AUFGABE – Schreib den Textauszug über die Tagespolitik nach seinem letzten Satz weiter.

TEXTAUSZUG –
■ ■ ■
An die Politik

Alexandra Khitrova

 

   Die Tagespolitik, aber auch die auf Nachhaltigkeit ausgerichtete Gestaltung der Gesellschaft in unserer Republik bietet mit zunehmender Tendenz ein desolates Schauspiel. Wenn die Kommentare in den Medien sich zunehmend in Häme üben, was vorzeiten den konservativ veranlagten Konsumenten dieser Äußerungen vielleicht zu Unmutsbezeugungen hinreißen mochte, vertraute er doch der Weisheit „seiner“ Partei, so ist diesem inzwischen längst das Lachen vergangen. Der „Wutbürger“ tritt ins Rampenlicht des Tagesgeschehens.
■ ■ ■
GEGEBENE ZEILEN –
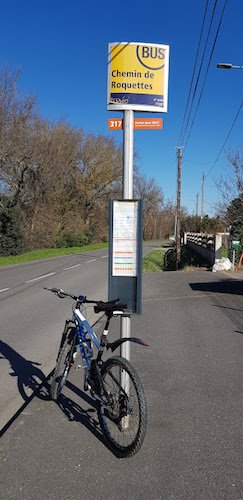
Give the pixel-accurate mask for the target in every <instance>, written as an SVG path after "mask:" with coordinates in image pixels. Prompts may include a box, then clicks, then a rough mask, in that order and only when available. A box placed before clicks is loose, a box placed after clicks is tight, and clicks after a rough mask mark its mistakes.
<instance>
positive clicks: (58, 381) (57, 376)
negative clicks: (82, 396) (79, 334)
mask: <svg viewBox="0 0 243 500" xmlns="http://www.w3.org/2000/svg"><path fill="white" fill-rule="evenodd" d="M74 349H75V330H70V332H69V334H68V336H67V337H66V340H65V341H64V344H63V347H62V349H61V351H60V354H59V356H58V360H57V364H56V368H55V370H54V373H53V377H52V381H51V389H50V395H51V398H52V399H54V401H56V400H57V399H58V398H59V396H60V394H61V391H62V389H63V387H64V385H65V383H66V380H67V377H68V374H69V371H70V368H71V366H72V364H73V353H74Z"/></svg>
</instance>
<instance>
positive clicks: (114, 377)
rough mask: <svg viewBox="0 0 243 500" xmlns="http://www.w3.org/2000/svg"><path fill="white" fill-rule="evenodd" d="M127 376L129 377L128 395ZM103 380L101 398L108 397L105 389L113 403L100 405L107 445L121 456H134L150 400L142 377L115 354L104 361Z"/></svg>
mask: <svg viewBox="0 0 243 500" xmlns="http://www.w3.org/2000/svg"><path fill="white" fill-rule="evenodd" d="M121 377H123V382H120V381H121ZM124 377H125V379H127V381H128V380H129V386H128V387H129V394H128V392H127V391H126V386H127V381H125V383H124ZM101 380H102V383H101V398H105V397H106V396H105V392H104V388H105V390H106V391H108V393H109V397H111V404H110V405H109V404H103V403H101V404H100V405H99V408H98V414H99V421H100V426H101V429H102V431H103V434H104V437H105V440H106V442H107V444H108V447H109V448H110V449H111V450H112V451H113V453H114V454H115V455H116V456H117V457H119V458H125V457H130V456H132V455H135V454H136V453H137V452H138V450H139V449H140V448H141V446H142V444H143V441H144V438H145V434H146V429H147V403H146V398H145V394H144V390H143V386H142V383H141V381H140V378H139V376H138V374H137V372H136V370H135V369H134V367H133V366H132V364H131V363H130V362H129V361H128V360H126V359H125V358H122V357H120V356H117V357H116V356H114V357H112V358H109V359H108V360H107V361H105V363H104V364H103V366H102V368H101ZM102 387H103V389H102Z"/></svg>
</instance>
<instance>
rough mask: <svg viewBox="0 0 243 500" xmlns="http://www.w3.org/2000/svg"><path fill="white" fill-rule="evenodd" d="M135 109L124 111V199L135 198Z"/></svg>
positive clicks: (122, 349)
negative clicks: (133, 152)
mask: <svg viewBox="0 0 243 500" xmlns="http://www.w3.org/2000/svg"><path fill="white" fill-rule="evenodd" d="M133 119H134V111H133V110H131V109H129V110H126V111H124V112H123V193H122V196H123V199H124V200H132V198H133V145H134V131H133ZM130 336H131V317H130V316H122V317H121V337H122V338H124V337H130ZM121 355H122V356H123V357H124V358H126V359H128V360H129V359H130V342H124V343H123V344H122V345H121Z"/></svg>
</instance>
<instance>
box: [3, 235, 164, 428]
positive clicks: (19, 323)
mask: <svg viewBox="0 0 243 500" xmlns="http://www.w3.org/2000/svg"><path fill="white" fill-rule="evenodd" d="M156 245H158V243H156ZM153 247H154V244H153V243H152V242H150V243H145V244H144V249H143V252H144V254H145V253H147V252H148V251H149V250H151V249H152V248H153ZM107 272H108V249H103V250H99V251H92V252H89V253H81V254H75V255H68V256H64V257H58V258H54V259H49V260H42V261H38V262H36V261H35V262H31V263H26V264H20V265H16V266H9V267H7V268H6V267H3V268H0V325H1V334H0V338H1V340H0V356H2V357H3V358H2V360H1V364H0V370H1V371H0V394H1V397H0V428H2V427H4V426H5V425H6V424H7V422H8V421H9V420H10V419H11V417H12V416H13V415H14V414H15V412H16V411H17V410H18V409H19V408H20V407H21V406H22V404H23V403H24V402H25V400H26V399H27V398H28V397H29V396H30V395H31V394H32V392H33V390H34V389H35V388H36V386H38V385H39V384H40V382H41V381H42V380H43V379H44V378H45V376H47V375H48V374H49V373H50V372H51V370H52V369H53V364H54V362H55V359H56V352H57V348H58V345H59V338H60V332H61V331H62V328H63V324H64V319H65V317H68V316H70V311H71V303H70V301H68V300H63V301H61V302H60V300H58V299H57V298H56V297H54V296H53V295H51V294H50V293H48V292H46V291H44V290H43V287H44V286H46V285H48V286H56V287H60V288H63V289H65V290H68V291H71V292H72V293H74V294H77V295H78V294H79V293H83V294H85V295H87V296H88V297H90V298H97V299H103V300H106V299H107V281H108V278H107ZM88 317H89V319H90V320H92V321H95V319H97V318H96V317H95V315H94V313H93V309H92V308H89V309H88ZM9 364H10V367H11V370H10V371H9Z"/></svg>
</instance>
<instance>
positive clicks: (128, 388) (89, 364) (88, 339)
mask: <svg viewBox="0 0 243 500" xmlns="http://www.w3.org/2000/svg"><path fill="white" fill-rule="evenodd" d="M45 288H46V289H47V290H50V291H51V292H54V293H55V294H56V295H57V296H58V297H60V298H64V297H70V298H71V299H73V300H75V305H74V306H73V315H72V319H71V320H70V319H67V320H66V322H65V327H64V331H63V335H62V339H61V343H60V348H59V352H58V356H57V364H56V368H55V370H54V374H53V378H52V381H51V389H50V394H51V397H52V399H53V400H55V401H56V400H57V399H58V397H59V396H60V393H61V391H62V389H63V387H64V385H65V382H66V380H67V377H68V374H69V371H70V369H71V367H72V366H73V365H74V360H75V357H76V354H77V350H78V349H80V353H81V359H82V363H83V366H84V390H85V391H90V393H91V395H92V397H93V398H94V399H95V400H96V401H97V402H98V405H97V407H98V417H99V422H100V426H101V429H102V431H103V434H104V437H105V439H106V442H107V444H108V446H109V448H110V449H111V450H112V451H113V452H114V453H115V455H116V456H117V457H119V458H124V457H129V456H132V455H134V454H135V453H137V452H138V450H139V449H140V448H141V446H142V444H143V441H144V437H145V434H146V427H147V404H146V398H145V394H144V390H143V386H142V384H141V381H140V378H139V376H138V374H137V372H136V370H135V369H134V367H133V366H132V364H131V363H130V362H129V361H128V360H126V359H125V358H123V357H121V356H113V357H111V358H108V359H107V360H106V361H103V360H102V355H103V353H104V351H105V350H111V352H114V351H115V350H116V349H117V348H118V347H120V345H121V344H122V343H123V342H128V341H130V342H135V343H137V344H140V345H147V344H145V342H143V341H142V340H141V339H138V338H136V337H129V338H121V339H118V340H115V341H114V342H108V330H109V323H110V320H111V318H112V317H113V316H121V315H122V314H124V312H125V310H126V307H127V306H126V305H125V304H122V303H120V302H119V300H113V301H109V302H103V301H97V300H88V299H87V298H86V297H85V296H82V295H79V296H78V297H77V296H75V295H72V294H71V293H68V292H64V291H63V290H62V289H60V288H48V287H45ZM84 304H94V311H95V313H104V314H105V316H106V322H105V327H104V330H103V333H102V334H101V337H100V339H99V338H98V337H97V335H96V334H95V332H94V330H93V328H92V327H91V325H90V324H89V322H88V320H87V319H86V317H85V316H84ZM94 346H95V347H96V349H97V356H96V357H94V352H93V347H94Z"/></svg>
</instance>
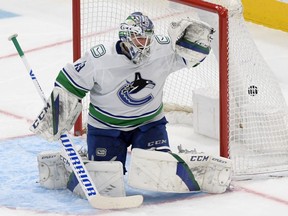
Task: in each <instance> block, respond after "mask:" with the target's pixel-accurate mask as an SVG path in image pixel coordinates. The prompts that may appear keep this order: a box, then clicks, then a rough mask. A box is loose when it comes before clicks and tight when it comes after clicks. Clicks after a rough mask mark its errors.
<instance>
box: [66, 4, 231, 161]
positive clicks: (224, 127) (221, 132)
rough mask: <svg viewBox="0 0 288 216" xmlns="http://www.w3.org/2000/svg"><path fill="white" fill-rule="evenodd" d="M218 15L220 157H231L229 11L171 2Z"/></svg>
■ ■ ■
ANTWORT UNTEN –
   Vom „Steuerpoker ohne Ende“ kündet die Tagespresse, und davon, dass unter den Hauptdarstellern der Dauergipfelnden allenfalls der Gipfel der Erschöpfung erreicht sei. Was über angeblich erzielte Erfolge offiziell verlautbart wird, legt den Schluss nahe, dass man in den Entscheidungsgremien nicht mehr zu wissen scheint, was hinten und vorne ist. (Fränkischer Tag vom 08.11.2011).

   Die uns vornehmlich plagende Systemkrise, nämlich die schleichende, aber anscheinend unaufhaltsame Umverteilung des Volksvermögens von „unten“ nach „oben“ bleibt bei allen Lösungsbemühungen außen vor. Im Gegenteil. Dem Prinzip „wer hat, dem wird gegeben“ wird unverholen und unvermindert weiter gehuldigt.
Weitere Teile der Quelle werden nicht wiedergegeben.